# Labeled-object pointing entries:
------

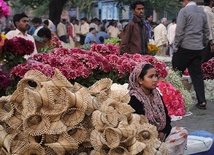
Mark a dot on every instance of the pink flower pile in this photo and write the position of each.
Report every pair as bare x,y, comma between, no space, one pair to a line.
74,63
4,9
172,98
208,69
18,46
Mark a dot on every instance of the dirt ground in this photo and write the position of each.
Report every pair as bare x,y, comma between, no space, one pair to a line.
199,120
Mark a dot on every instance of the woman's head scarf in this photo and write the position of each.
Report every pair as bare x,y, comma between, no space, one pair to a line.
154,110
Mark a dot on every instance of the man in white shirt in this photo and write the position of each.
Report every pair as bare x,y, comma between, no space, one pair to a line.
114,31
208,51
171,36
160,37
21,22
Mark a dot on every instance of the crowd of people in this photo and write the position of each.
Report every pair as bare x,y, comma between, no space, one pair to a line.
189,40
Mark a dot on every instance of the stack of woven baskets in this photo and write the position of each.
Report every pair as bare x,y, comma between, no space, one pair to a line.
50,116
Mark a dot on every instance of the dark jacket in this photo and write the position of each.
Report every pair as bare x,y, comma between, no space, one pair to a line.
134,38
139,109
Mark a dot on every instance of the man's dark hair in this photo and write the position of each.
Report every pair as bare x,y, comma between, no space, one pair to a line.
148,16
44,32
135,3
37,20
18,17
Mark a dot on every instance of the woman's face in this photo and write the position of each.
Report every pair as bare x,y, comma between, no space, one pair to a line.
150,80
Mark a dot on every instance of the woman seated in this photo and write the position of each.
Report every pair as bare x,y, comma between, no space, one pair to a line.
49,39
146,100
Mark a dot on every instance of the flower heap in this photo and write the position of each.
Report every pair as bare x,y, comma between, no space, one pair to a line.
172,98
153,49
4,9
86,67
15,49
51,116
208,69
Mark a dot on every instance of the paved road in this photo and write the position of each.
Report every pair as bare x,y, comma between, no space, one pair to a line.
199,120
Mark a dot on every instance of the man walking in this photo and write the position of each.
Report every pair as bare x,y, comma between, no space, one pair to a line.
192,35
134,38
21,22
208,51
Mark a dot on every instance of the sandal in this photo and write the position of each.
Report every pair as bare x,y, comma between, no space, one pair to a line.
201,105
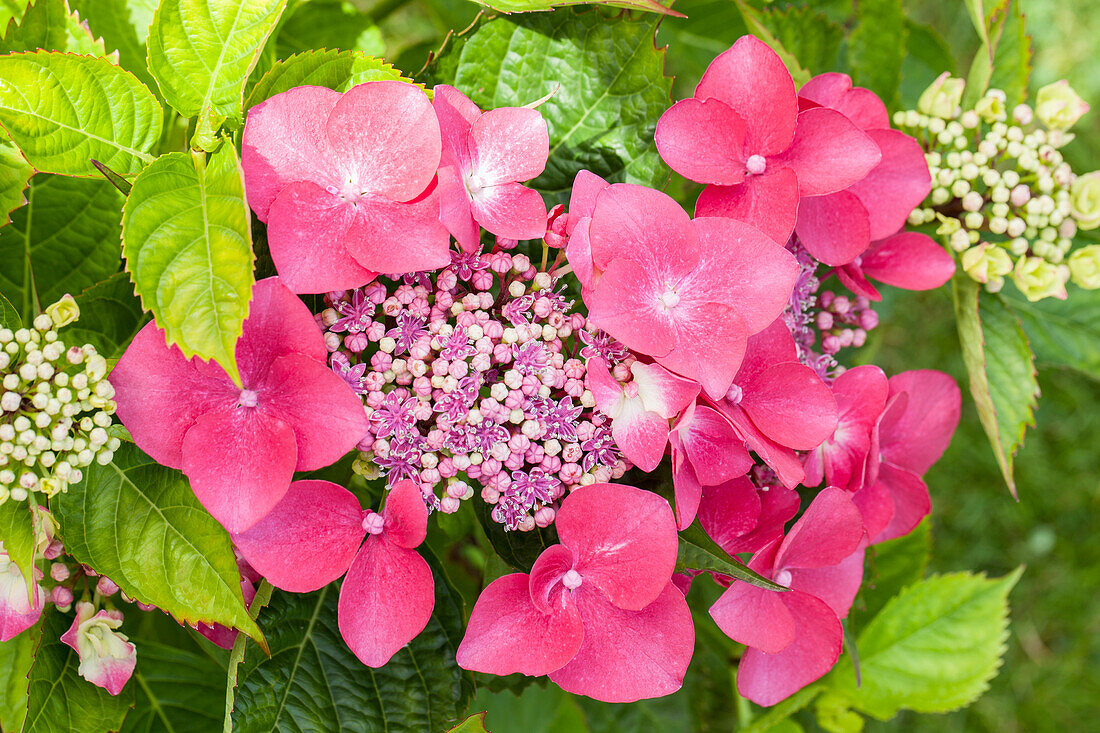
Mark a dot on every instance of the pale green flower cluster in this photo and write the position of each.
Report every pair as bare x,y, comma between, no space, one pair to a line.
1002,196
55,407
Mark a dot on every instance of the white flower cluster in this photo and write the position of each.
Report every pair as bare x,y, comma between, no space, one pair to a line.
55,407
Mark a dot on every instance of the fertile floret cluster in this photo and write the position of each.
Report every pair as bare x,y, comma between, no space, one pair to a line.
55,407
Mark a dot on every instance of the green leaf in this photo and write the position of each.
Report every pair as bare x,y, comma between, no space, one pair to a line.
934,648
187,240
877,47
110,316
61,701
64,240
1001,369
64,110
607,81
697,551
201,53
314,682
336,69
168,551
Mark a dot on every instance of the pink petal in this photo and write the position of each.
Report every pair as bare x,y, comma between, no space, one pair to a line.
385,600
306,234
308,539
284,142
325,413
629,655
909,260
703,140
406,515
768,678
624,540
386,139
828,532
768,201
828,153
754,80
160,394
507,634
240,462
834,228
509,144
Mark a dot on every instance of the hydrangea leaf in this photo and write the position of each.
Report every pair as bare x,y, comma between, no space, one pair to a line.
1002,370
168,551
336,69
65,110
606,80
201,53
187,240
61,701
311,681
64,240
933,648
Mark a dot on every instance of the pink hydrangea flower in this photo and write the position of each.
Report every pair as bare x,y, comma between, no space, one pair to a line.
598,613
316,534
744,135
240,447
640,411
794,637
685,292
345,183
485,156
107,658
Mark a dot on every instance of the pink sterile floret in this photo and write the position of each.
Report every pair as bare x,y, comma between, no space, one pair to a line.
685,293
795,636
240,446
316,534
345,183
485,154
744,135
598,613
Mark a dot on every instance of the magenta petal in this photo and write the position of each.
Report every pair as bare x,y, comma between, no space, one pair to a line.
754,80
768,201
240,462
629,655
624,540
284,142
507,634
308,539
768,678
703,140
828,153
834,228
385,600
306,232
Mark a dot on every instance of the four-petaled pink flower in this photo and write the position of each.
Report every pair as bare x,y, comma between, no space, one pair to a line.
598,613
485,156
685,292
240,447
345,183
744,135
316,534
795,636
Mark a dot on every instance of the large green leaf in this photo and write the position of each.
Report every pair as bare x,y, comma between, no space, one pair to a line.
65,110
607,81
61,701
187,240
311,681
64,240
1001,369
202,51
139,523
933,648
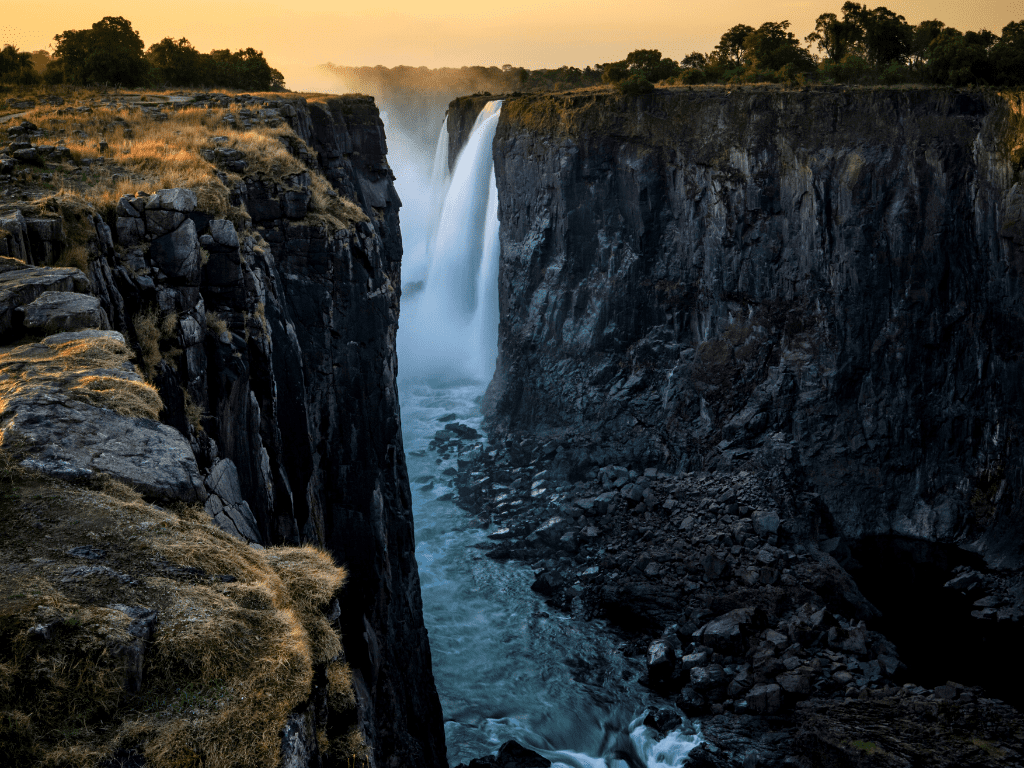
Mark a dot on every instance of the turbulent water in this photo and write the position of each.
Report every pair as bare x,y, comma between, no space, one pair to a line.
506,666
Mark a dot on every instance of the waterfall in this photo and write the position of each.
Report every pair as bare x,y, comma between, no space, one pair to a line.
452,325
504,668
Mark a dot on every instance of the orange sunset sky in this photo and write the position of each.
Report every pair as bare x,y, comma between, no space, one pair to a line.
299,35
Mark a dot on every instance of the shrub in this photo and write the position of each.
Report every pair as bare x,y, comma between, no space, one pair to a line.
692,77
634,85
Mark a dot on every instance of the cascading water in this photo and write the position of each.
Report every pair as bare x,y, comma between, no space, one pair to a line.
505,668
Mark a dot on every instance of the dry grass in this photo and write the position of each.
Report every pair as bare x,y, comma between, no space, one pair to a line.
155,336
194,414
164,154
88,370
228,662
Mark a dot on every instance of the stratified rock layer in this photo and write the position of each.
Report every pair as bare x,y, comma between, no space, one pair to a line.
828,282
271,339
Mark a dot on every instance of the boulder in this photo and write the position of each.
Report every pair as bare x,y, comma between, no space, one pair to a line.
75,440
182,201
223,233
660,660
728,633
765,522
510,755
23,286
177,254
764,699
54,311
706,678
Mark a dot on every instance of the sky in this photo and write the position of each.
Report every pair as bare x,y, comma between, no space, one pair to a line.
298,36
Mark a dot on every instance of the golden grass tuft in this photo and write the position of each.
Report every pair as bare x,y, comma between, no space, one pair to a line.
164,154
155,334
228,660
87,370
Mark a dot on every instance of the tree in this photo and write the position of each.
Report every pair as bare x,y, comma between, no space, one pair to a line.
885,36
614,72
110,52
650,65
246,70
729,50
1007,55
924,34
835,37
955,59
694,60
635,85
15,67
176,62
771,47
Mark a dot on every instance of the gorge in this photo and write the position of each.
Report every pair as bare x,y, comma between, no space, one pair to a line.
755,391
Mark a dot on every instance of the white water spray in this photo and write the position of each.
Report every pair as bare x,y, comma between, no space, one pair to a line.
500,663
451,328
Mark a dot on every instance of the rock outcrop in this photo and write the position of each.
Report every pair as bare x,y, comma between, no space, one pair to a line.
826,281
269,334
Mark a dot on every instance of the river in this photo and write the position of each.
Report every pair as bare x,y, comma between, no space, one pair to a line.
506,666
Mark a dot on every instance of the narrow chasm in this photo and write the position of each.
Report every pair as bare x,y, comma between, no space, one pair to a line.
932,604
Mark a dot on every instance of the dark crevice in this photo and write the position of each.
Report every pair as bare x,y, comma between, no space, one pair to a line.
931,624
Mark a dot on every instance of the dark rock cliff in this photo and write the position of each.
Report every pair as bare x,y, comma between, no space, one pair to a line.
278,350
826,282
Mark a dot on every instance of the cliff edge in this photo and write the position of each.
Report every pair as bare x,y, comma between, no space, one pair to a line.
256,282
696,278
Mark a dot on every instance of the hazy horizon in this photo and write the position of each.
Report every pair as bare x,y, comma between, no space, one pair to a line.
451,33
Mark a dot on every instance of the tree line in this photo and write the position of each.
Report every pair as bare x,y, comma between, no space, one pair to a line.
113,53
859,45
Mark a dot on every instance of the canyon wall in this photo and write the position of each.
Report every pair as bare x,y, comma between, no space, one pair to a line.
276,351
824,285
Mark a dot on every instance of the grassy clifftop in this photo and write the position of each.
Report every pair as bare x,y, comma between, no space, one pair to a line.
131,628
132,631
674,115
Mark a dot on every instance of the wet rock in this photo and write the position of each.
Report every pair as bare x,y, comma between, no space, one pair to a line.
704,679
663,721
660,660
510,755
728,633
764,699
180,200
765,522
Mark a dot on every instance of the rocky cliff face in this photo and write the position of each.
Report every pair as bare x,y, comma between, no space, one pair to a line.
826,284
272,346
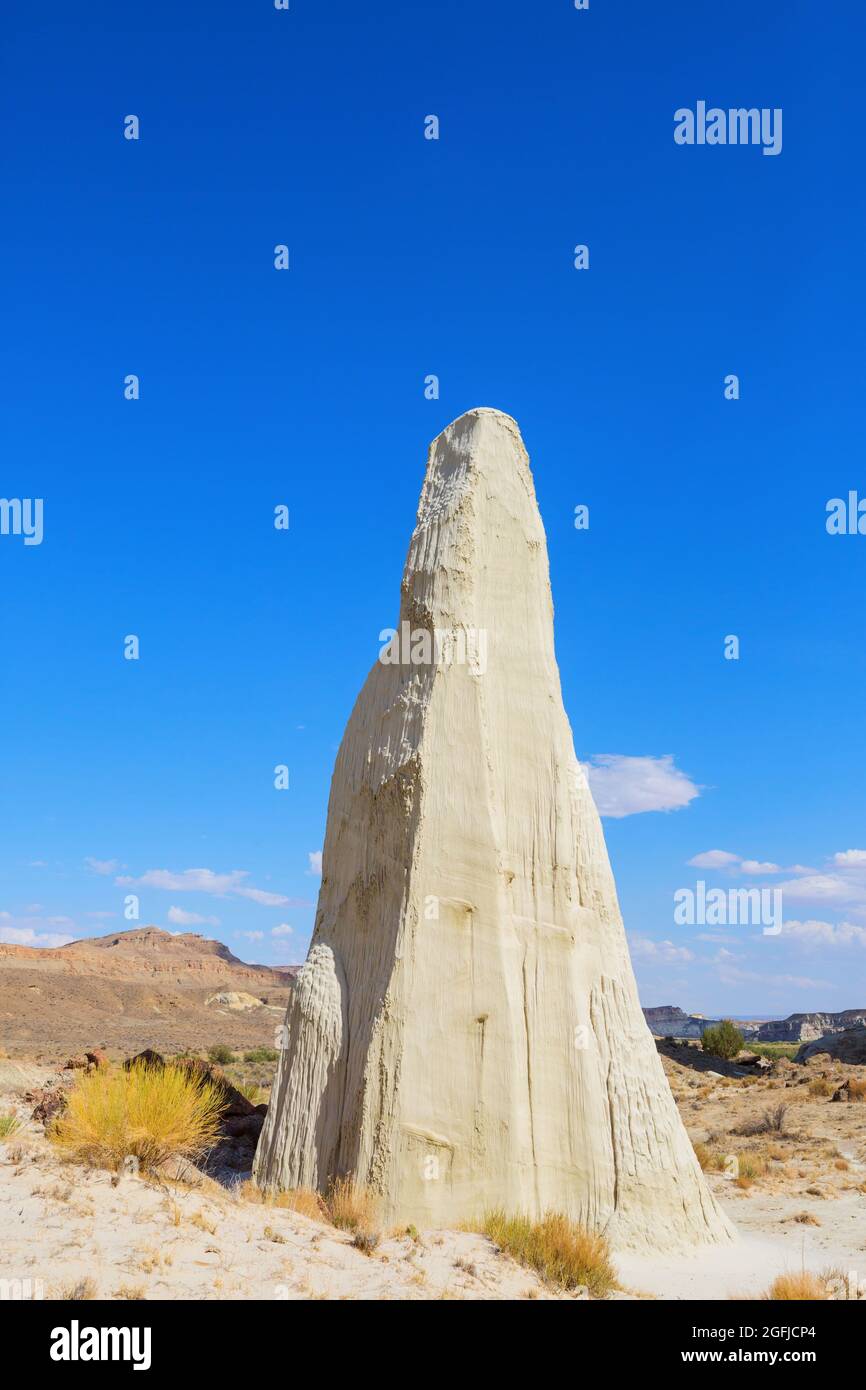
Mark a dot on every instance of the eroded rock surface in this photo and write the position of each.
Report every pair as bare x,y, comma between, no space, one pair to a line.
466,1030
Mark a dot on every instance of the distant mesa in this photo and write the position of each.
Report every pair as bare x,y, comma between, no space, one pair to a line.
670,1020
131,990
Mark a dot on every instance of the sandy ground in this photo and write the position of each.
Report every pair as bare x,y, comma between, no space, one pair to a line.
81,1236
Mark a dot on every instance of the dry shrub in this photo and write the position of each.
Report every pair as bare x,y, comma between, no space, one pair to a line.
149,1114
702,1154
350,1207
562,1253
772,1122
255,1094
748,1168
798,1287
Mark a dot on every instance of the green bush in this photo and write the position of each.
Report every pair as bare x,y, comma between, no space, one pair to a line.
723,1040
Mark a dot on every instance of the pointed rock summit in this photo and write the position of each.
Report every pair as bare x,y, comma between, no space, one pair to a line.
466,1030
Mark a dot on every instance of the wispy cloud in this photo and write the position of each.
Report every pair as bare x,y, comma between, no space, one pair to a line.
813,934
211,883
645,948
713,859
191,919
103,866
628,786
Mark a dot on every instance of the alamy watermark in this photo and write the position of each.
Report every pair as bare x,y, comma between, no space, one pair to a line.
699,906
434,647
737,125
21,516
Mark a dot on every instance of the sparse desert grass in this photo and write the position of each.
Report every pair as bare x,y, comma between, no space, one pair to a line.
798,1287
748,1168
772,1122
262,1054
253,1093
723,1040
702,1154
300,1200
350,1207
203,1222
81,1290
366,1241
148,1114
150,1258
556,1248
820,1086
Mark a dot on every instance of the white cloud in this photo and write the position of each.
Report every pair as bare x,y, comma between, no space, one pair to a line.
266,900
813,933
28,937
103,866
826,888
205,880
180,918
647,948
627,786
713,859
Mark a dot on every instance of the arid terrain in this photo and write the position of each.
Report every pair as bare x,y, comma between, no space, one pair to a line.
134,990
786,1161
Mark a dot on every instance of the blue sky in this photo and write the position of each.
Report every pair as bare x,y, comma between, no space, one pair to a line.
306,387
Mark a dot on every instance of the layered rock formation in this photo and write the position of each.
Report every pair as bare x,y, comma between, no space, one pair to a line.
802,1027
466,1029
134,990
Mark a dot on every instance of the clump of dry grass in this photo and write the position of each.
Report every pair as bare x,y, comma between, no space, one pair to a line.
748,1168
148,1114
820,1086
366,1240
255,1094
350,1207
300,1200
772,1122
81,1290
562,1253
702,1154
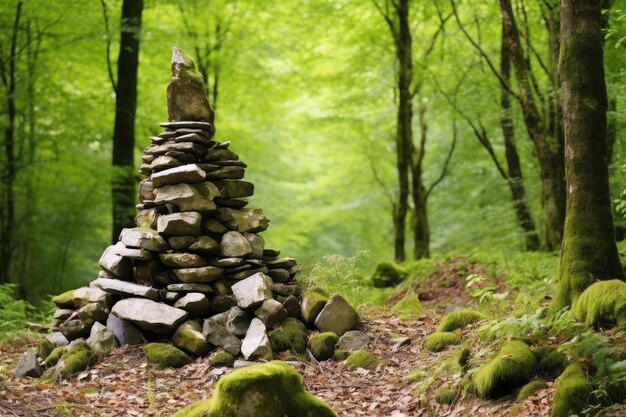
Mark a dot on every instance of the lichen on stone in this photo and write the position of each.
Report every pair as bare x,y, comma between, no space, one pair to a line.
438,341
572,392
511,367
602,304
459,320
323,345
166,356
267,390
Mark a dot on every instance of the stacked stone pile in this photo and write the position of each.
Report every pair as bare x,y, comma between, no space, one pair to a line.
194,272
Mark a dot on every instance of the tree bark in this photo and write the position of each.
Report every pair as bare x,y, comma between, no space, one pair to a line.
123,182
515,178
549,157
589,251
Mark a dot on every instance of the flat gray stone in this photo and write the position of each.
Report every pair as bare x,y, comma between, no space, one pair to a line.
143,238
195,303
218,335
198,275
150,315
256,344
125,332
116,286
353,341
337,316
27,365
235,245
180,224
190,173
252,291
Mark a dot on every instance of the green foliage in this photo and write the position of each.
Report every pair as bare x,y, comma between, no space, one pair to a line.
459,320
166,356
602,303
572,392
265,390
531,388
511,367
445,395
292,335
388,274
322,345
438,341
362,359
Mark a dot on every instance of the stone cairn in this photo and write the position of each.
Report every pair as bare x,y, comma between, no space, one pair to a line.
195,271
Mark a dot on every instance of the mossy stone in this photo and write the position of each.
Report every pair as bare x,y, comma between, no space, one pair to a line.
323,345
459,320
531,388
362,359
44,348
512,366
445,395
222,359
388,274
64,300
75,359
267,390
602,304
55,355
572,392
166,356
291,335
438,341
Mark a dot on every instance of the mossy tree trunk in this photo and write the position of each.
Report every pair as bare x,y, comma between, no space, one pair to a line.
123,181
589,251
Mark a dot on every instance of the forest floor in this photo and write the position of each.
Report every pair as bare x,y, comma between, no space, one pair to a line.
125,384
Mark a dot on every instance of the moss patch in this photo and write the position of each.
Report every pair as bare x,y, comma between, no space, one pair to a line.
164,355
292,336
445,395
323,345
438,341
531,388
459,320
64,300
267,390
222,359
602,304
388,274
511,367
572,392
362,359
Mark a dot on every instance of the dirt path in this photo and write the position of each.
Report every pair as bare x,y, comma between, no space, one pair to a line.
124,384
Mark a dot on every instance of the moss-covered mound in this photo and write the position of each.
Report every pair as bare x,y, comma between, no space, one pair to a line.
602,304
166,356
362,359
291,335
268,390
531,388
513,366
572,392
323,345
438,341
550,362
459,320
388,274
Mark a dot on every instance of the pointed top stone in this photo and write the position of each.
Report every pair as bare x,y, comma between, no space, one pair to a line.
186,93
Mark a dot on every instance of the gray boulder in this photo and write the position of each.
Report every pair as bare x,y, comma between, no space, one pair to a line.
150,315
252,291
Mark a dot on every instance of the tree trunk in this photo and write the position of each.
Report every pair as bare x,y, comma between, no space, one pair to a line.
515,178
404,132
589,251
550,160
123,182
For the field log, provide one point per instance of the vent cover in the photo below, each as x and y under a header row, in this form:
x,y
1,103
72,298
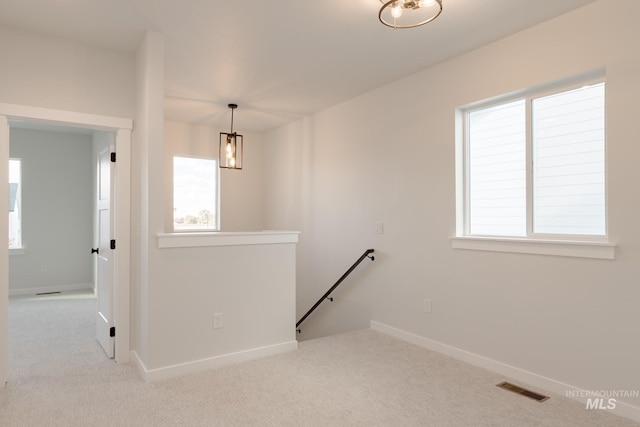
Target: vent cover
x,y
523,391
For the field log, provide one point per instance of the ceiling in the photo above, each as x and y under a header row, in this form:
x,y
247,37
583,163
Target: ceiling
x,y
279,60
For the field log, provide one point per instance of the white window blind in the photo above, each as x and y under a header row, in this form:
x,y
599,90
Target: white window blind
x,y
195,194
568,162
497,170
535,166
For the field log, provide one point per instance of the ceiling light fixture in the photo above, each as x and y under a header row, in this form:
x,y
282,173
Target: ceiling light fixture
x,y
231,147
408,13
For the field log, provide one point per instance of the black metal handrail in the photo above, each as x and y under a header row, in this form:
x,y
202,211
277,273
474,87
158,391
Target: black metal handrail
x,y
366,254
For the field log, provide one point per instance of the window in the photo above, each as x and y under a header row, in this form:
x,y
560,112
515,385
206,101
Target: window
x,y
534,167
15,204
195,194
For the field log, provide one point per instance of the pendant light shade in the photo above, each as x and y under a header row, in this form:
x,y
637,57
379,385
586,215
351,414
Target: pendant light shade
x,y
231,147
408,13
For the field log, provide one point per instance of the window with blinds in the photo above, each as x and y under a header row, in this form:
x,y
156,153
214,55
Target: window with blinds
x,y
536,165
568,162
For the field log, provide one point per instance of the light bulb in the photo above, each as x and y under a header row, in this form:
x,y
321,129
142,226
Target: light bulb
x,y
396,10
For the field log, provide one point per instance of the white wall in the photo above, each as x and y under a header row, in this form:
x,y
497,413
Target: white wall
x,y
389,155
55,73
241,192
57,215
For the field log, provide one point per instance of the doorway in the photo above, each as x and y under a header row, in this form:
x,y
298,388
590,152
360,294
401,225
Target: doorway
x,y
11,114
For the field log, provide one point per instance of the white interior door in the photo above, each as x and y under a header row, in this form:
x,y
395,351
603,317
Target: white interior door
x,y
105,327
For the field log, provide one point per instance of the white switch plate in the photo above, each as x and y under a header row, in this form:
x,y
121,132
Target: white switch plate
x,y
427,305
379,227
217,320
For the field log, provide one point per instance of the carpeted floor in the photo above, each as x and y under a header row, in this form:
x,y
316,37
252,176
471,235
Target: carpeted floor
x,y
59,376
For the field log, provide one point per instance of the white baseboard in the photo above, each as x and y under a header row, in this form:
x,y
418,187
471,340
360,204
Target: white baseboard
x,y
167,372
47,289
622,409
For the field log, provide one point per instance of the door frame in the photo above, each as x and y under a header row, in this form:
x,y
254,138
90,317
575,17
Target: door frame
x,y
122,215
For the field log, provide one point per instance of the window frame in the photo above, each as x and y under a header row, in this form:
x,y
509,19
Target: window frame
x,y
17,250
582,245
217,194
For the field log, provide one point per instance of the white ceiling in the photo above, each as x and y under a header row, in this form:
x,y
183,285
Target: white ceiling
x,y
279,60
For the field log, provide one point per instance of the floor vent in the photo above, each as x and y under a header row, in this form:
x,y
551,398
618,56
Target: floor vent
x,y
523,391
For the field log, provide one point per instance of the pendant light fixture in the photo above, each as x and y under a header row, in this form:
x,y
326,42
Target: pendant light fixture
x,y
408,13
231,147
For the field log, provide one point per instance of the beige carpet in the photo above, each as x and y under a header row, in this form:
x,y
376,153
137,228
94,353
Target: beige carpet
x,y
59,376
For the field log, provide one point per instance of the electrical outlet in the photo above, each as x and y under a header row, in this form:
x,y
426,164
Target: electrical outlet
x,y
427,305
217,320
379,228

------

# OBJECTIVE:
Beginning at the line containing "of the floor", repeat each line exactly through the last line of the entries, and include no other lines.

# SOLUTION:
For the field log, provide one point per instance of the floor vent in the photo above, each as x and y under a header row, in this form:
x,y
551,398
618,56
Target: floor vent
x,y
523,391
For the field log, provide one point per instance of the pendant light fixture in the photo above, each as x and y under a header row, in this form:
x,y
326,42
Target: pendant light fixture
x,y
408,13
231,147
For the field log, provide one point per instance of the beige carpet in the photo above, each as x and y under a header row, in this form:
x,y
376,153
137,228
94,353
Target: beige carpet
x,y
59,376
For the field log, provide one point per instance of the electrical outlet in the photo above, each as x and y under a header row, in this form:
x,y
426,164
Target: electrical outlet
x,y
427,305
217,320
379,228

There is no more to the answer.